Single by Gene McDaniels

from the album Tower of Strength
- B-side: "The Secret"
- Released: September 18, 1961
- Genre: Soul
- Length: 2:14
- Label: Liberty
- Songwriters: Burt Bacharach, Bob Hilliard
- Producer: Snuff Garrett

Gene McDaniels singles chronology
| "A Tear" (1961) | "Tower of Strength" (1961) | "Chip Chip" (1961) |

= Tower of Strength (Gene McDaniels song) =

"Tower of Strength" is a song written by Burt Bacharach and Bob Hilliard and performed by Gene McDaniels. The record was produced by Snuff Garrett and featured the Johnny Mann Singers and Earl Palmer on drums. It appeared on his 1961 album, Tower of Strength.

==Chart performance==
The song reached No. 5 on both the US Billboard pop and R&B charts in 1961. It reached No.3 in Australia.

(Extracted data entries)
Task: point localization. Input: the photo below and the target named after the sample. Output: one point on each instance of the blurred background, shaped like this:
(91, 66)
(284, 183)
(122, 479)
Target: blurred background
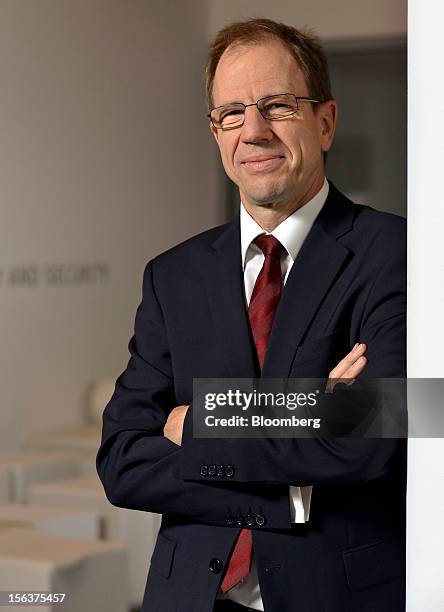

Brief A: Copy out the portion of the Tower of Strength article that begins with the words containing "Gene McDaniels singles" and ends with "No.3 in Australia.".
Brief B:
Answer these questions from the Tower of Strength article:
(i) What song was the B-side of the single?
(ii) Who played drums on the record?
(iii) What chart position did the song reach in Australia?

Your solution A:
Gene McDaniels singles chronology
| "A Tear" (1961) | "Tower of Strength" (1961) | "Chip Chip" (1961) |

= Tower of Strength (Gene McDaniels song) =

"Tower of Strength" is a song written by Burt Bacharach and Bob Hilliard and performed by Gene McDaniels. The record was produced by Snuff Garrett and featured the Johnny Mann Singers and Earl Palmer on drums. It appeared on his 1961 album, Tower of Strength.

==Chart performance==
The song reached No. 5 on both the US Billboard pop and R&B charts in 1961. It reached No.3 in Australia.

Your solution B:
(i) "The Secret"
(ii) Earl Palmer
(iii) No. 3